Copy out all the entries word for word.

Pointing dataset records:
========================================================================

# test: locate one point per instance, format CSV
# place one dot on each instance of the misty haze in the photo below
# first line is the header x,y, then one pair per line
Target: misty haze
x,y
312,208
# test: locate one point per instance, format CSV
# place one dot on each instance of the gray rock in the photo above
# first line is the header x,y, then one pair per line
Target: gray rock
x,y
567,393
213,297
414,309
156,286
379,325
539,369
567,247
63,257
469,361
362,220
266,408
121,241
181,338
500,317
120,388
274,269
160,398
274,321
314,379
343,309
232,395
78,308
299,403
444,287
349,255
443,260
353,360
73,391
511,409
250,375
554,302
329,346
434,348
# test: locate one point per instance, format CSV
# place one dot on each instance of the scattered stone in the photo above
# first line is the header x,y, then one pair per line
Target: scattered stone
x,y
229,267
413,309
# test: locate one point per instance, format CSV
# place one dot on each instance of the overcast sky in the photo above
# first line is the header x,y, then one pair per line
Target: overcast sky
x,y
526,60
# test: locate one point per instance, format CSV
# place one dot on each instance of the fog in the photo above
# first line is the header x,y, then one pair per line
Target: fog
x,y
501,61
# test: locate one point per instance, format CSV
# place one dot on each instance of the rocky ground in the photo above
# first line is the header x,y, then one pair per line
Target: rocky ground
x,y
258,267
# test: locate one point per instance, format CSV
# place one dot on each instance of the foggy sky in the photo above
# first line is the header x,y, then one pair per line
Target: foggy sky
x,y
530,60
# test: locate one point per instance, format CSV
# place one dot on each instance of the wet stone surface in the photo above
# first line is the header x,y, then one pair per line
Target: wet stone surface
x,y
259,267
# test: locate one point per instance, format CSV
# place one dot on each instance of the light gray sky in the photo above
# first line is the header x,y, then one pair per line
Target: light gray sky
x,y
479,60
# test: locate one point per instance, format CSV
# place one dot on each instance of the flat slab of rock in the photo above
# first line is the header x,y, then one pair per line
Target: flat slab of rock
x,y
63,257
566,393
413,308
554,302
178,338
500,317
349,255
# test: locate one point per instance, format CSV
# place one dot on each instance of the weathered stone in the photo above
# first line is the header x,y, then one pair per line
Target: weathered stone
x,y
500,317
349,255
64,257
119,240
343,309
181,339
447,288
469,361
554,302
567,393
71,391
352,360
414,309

========================================================================

## SOLUTION
# test: locate one point per instance, format CSV
# place one dot on each instance of the misty haze in the photo below
# first line is the header x,y, then one pair per line
Target: misty haze
x,y
312,208
# test: locate one point per instance, format CSV
# place one dot on each instance of the gray rock in the photo above
# first line is the header x,y, then one pair per line
Target: gray rock
x,y
567,393
213,297
414,309
156,286
379,325
539,369
567,247
63,257
469,361
362,220
266,408
121,241
181,338
500,317
120,388
274,269
160,398
274,321
314,379
343,309
232,395
78,308
299,403
444,287
349,255
443,260
353,360
73,391
511,409
250,375
554,302
329,346
434,348
# test: locate one point per instance, format CSV
# place one dot on each instance of the scattered stone in the photo above
# first line is the header x,y, then one pair per line
Target: scattered stone
x,y
229,267
413,309
# test: locate one point per instance, format CSV
# place one dot on each instance of the overcast sky in the photo above
# first line is the header x,y, then one pair per line
Target: overcast sky
x,y
526,60
# test: locate one point per instance, format CSV
# place one dot on each instance of the fog in the photo above
# first line is the header x,y, then one pair per line
Target: fog
x,y
501,61
# test: locate one point per instance, format CSV
# place one dot on each instance of the rocky ground in the photo above
# first line is the header x,y, then one pair per line
Target: rocky ground
x,y
258,267
# test: locate one point per instance, format CSV
# place one dot on each instance of the foggy sky in the photo above
# first line is the header x,y, then one pair per line
Target: foggy sky
x,y
530,60
# test: locate one point per instance, format CSV
# place one dot on each instance of the wet stone surface in the photo above
# first line is the header x,y, then one pair per line
Target: wet stone surface
x,y
259,267
# test: locate one point per instance, format CSV
# place one dot on each instance of the light gray sky in the photo above
# first line is the header x,y, then one pair per line
Target: light gray sky
x,y
479,60
# test: locate one point per instance, format CSV
# place one dot on each instance of the flat slab of rock in the photo above
# first line is the header x,y, then one pair per line
Target: flat slab of rock
x,y
63,257
566,393
413,308
554,302
178,338
500,317
349,255
# test: locate one point per instance, format CSV
# place one dot on each instance of the weathered stone in the photo above
# first line is the header x,y, then one pair per line
Target: weathered stone
x,y
500,317
349,255
64,257
119,240
343,309
181,339
447,288
469,361
554,302
567,393
71,391
352,360
414,309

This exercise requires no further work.